> Vorliegender Text:
┌──

# Stützräder für 24" Kinderfahrrad.



## spotlight (17. März 2009)

Hallo,

ich suche für ein Kinderfahrrad in Größe 24" Stützräder.
Hab schon im Internet gesucht aber dort finde ich nur welche bis 20".
Weiss jemand vielleicht wo ich welche für 24" bekomme, ausser den Rehab Stützrädern die jenseits von gut und böse kosten?

Danke und mfg SL


----------



## ZeFlo (17. März 2009)

... für was brauchst du stützräder? es gibt m.w. auch keine ausser den reha teilen.  erwiesenermaßen behindern stützräder eher den lernerfolg als das sie ihm nützen.  ciao flo


----------



## MTB-News.de




----------



## spotlight (17. März 2009)

Ich bräuchte sie für die Neunjährige Tochter meiner Frau. Sie ist einer alten Frau reingefahren und wurde dann von dem damaligen Lebensgefährten meiner Frau zusammengeschissen. Seitdem traut sie sich nicht mehr Fahrrad zu fahren.
Im Mai hat sie Fahrradprüfung in der Schule. Ausserdem wollen wir auch mal zusammen ausfahren im Sommer, die ganze Familie eben.

Kon


----------



## andy2 (17. März 2009)

dann brauchst du eher gutes zureden als stuetzraeder und evtl weiterfuehrende hilfe


----------



## Hopi (17. März 2009)

Stützräder sind Müll, langsam das Kind aufbauen, geht zwar etwas an die Nerven  Aber da muss man durch.


----------



## chris5000 (17. März 2009)

Ich denke auch: 
* Fahrradprüfung und Ausflüge erstmal vergessen, damit irgendwie gearteter Druck entfällt. 

* Nochmal über den Vorfall mit der alten Frau sprechen bzw. darüber das Fehler Jedem passieren können und auch passieren

* Stützräder auch vergessen. Abgesehen davon, dass sie wohl eher dazu taugen, das Erlernen des tatsächlichen Radfahrens zu erschweren als zu erleichtern, bezweife ich, dass es dem Selbstbewusstsein einer 9-jährigen sonderlich zuträglich wäre, mit den Dingern z.B.von Klassenkameraden gesehen zu werden.

* Am Besten wahrscheinlich viel Zeit nehmen,um erstmal irgendwo fernab von irgendwelchem Verkehr, potentiellem Publikum (und alten Frauen sowieso) z.B. am Wochende auf irgendwelchen Feldwegen zu üben.

Oder hast Du solche Versuche schon durch?


----------



## elmar schrauth (18. März 2009)

es gibt solche stützräder.(sauteuer )
schliesse mich meinen vorschreibern aber an.
lasse es lieber.


evtl.hilft folgendes
pedale abschrauben,sattel ganz runter und das rad auf flachem terrain als laufrad nutzen.
damit wird sie nicht so schnell,die füsse auf dem boden geben sicherheit.

└──

> Gegebene Angaben:
┌──

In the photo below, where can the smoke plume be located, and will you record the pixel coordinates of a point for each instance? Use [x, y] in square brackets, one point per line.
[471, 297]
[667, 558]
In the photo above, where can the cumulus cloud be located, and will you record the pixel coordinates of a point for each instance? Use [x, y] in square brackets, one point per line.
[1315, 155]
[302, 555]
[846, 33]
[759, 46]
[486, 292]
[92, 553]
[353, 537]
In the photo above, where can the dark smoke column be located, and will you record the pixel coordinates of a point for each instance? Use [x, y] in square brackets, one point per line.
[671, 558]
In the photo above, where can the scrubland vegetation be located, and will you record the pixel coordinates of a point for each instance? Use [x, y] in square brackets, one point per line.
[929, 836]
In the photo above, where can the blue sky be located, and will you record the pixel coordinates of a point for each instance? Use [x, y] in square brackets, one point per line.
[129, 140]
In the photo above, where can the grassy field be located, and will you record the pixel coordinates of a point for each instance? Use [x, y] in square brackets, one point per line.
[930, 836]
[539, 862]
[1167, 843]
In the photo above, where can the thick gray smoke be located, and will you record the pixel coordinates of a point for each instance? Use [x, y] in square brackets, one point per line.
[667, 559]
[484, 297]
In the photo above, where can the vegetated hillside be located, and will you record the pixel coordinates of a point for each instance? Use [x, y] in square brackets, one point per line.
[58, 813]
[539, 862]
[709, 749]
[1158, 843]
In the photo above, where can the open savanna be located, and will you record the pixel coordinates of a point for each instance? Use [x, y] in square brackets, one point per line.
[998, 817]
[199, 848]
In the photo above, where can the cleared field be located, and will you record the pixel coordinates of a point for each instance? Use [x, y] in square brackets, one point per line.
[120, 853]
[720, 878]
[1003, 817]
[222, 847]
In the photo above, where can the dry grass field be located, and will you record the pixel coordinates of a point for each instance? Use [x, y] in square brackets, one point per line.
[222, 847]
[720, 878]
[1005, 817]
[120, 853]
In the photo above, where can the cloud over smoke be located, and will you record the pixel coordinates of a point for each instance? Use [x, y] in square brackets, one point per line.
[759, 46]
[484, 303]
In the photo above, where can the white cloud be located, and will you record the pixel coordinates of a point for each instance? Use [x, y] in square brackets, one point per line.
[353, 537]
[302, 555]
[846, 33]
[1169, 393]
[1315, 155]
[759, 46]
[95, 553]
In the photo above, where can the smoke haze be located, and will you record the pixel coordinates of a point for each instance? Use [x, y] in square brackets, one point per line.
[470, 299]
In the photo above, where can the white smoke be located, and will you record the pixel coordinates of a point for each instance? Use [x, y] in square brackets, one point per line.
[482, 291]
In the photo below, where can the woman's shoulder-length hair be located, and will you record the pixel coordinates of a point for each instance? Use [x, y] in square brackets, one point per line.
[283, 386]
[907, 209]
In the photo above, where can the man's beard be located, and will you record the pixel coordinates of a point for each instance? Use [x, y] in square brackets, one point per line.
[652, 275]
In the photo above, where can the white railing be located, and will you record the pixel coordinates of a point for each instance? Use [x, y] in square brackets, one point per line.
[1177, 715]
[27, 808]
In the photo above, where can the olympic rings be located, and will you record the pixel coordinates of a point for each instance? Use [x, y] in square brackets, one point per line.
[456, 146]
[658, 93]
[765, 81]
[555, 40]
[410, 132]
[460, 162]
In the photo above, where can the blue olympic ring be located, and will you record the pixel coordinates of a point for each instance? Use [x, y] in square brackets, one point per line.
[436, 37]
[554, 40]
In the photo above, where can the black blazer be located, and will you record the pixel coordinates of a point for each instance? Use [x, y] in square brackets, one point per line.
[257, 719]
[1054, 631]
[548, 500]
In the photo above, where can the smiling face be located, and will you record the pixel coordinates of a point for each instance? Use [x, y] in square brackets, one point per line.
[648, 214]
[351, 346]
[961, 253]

└──

> Arbeitsanweisungen:
A. Bis zu welcher Größe hat spotlight laut dem Forumsthread über Stützräder im Internet Stützräder gefunden?
B. Ersetze in den Datensätzen im Abschnitt von der Zeile mit „In the photo above, where can the thick“ bis einschließlich der Zeile mit „[1158, 843]“ den Ausdruck „vegetated hillside“ durch „green hillside“. Gib nur diese Zeilen wieder und lass alles andere unverändert.

> Erwartete Antworten:
A. Nur bis 20 Zoll.

B.
In the photo above, where can the thick gray smoke be located, and will you record the pixel coordinates of a point for each instance? Use [x, y] in square brackets, one point per line.
[667, 559]
[484, 297]
In the photo above, where can the green hillside be located, and will you record the pixel coordinates of a point for each instance? Use [x, y] in square brackets, one point per line.
[58, 813]
[539, 862]
[709, 749]
[1158, 843]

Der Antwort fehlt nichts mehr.